** EXERCISE MATERIAL **
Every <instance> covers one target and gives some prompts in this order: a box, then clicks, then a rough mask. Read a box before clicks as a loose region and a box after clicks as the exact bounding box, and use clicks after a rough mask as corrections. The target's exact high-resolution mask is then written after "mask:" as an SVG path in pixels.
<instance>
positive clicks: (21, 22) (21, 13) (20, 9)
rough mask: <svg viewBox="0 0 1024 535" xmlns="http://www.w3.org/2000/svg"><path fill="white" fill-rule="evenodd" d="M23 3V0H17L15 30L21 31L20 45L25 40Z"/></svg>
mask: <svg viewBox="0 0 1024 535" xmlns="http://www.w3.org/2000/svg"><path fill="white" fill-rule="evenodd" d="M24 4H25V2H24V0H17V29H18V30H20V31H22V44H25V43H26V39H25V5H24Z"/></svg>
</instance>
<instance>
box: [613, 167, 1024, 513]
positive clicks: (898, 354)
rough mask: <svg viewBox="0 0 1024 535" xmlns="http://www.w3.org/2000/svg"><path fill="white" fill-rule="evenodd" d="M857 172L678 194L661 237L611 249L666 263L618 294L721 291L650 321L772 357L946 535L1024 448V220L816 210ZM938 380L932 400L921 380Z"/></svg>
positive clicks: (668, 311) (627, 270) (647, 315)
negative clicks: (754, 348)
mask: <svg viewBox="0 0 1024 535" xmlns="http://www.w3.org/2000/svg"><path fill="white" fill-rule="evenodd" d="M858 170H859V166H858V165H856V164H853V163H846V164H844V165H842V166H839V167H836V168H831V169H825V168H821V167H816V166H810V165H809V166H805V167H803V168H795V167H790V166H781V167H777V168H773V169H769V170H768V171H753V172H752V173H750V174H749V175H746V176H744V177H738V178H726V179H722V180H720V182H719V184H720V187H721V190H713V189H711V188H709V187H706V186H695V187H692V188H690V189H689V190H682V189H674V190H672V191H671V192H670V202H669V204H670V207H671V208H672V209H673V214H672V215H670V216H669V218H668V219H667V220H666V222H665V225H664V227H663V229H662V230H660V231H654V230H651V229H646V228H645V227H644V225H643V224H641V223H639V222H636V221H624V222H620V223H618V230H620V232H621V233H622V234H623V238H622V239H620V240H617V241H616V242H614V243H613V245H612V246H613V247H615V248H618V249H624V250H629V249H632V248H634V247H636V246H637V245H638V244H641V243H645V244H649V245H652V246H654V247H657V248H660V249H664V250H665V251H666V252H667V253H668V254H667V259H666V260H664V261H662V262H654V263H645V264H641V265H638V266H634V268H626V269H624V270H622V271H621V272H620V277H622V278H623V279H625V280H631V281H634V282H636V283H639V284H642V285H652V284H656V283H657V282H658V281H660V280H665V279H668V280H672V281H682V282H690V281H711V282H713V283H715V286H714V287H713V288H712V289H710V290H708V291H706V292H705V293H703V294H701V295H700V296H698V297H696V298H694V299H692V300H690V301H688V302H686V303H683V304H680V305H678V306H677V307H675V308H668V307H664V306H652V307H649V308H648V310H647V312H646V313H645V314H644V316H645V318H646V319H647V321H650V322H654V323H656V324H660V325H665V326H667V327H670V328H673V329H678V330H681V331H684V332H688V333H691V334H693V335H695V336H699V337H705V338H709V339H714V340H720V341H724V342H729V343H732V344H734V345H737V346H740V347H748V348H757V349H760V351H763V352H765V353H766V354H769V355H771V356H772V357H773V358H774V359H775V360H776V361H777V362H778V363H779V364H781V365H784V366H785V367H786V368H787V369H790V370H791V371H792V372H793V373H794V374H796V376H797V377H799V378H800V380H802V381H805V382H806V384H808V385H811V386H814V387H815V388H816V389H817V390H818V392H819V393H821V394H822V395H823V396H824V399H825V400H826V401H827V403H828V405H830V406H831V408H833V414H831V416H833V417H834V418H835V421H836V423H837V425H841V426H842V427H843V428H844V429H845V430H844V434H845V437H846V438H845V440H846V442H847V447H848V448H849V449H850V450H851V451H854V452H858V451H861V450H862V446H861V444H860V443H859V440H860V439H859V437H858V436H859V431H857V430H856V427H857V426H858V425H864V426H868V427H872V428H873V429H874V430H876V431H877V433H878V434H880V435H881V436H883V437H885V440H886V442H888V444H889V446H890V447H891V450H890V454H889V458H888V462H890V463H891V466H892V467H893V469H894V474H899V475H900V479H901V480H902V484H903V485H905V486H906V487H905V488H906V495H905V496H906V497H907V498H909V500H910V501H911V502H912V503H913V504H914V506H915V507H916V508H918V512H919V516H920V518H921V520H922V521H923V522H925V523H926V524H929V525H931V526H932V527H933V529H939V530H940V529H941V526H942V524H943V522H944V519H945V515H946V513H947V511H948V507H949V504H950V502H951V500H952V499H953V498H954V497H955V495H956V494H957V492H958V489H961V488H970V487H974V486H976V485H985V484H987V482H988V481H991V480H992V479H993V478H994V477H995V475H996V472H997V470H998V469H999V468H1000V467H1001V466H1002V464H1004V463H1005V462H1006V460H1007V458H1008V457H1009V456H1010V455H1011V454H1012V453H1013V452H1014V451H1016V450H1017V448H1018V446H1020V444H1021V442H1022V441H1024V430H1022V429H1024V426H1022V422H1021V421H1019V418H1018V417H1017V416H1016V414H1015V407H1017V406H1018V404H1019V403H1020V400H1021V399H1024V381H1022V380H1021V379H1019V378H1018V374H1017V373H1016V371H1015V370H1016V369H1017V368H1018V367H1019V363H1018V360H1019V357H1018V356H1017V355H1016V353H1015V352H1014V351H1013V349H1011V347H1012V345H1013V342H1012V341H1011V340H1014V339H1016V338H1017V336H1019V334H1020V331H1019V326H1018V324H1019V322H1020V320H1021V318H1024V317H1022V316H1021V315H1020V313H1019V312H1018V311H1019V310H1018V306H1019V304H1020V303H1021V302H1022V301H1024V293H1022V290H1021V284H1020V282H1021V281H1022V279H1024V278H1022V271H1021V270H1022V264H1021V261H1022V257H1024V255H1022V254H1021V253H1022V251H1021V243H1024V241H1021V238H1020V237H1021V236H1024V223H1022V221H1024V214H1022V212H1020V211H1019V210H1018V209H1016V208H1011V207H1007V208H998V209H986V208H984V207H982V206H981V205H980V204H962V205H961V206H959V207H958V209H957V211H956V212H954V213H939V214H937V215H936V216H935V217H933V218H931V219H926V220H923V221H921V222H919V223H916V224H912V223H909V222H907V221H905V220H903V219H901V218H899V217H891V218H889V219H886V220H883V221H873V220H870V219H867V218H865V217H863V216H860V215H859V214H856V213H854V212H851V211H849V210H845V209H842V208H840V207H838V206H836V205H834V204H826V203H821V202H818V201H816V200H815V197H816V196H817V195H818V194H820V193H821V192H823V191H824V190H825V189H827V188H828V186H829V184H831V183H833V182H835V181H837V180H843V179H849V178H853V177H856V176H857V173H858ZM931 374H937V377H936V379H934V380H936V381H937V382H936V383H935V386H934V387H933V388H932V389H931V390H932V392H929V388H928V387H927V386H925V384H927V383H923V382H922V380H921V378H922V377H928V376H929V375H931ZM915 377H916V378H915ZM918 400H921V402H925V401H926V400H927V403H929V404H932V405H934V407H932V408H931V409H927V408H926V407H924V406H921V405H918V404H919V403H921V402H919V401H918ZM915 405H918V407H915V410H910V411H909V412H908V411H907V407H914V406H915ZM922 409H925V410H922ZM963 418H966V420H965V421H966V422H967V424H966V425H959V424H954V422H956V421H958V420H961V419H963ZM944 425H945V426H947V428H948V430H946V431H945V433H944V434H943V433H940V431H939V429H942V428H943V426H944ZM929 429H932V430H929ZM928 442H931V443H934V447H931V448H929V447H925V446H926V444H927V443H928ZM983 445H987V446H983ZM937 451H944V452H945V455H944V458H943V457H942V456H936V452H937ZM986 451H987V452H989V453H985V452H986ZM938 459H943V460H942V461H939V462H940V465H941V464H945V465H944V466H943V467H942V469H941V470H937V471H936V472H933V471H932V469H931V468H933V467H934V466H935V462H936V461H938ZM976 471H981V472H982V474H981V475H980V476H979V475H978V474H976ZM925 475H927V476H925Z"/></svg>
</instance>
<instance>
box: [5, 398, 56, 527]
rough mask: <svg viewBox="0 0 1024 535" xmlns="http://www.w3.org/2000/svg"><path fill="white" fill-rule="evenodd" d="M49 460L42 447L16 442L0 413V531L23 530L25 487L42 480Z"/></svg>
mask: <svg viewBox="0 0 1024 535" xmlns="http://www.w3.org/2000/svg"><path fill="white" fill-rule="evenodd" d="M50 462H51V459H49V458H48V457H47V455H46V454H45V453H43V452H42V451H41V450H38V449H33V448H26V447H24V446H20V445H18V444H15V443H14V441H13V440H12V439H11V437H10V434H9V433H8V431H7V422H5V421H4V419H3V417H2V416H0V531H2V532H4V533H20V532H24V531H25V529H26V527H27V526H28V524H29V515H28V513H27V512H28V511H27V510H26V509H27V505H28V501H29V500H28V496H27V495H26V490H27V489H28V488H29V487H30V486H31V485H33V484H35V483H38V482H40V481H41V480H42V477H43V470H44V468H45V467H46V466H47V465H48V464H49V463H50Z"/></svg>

** TASK INSTRUCTIONS **
Each line from the top of the material above through the line with "positive clicks: (21, 22) (21, 13) (20, 9)" must be echoed exactly, and no other line.

** YOUR SOLUTION **
Every <instance> covers one target and gives some prompts in this order: a box, then clicks, then a rough mask. Read a box before clicks as a loose region and a box after clicks as the exact bounding box, and use clicks after a rough mask as corrections. The target's exact high-resolution mask is then written after "mask:" as an SVG path in pixels.
<instance>
positive clicks: (21, 22) (21, 13) (20, 9)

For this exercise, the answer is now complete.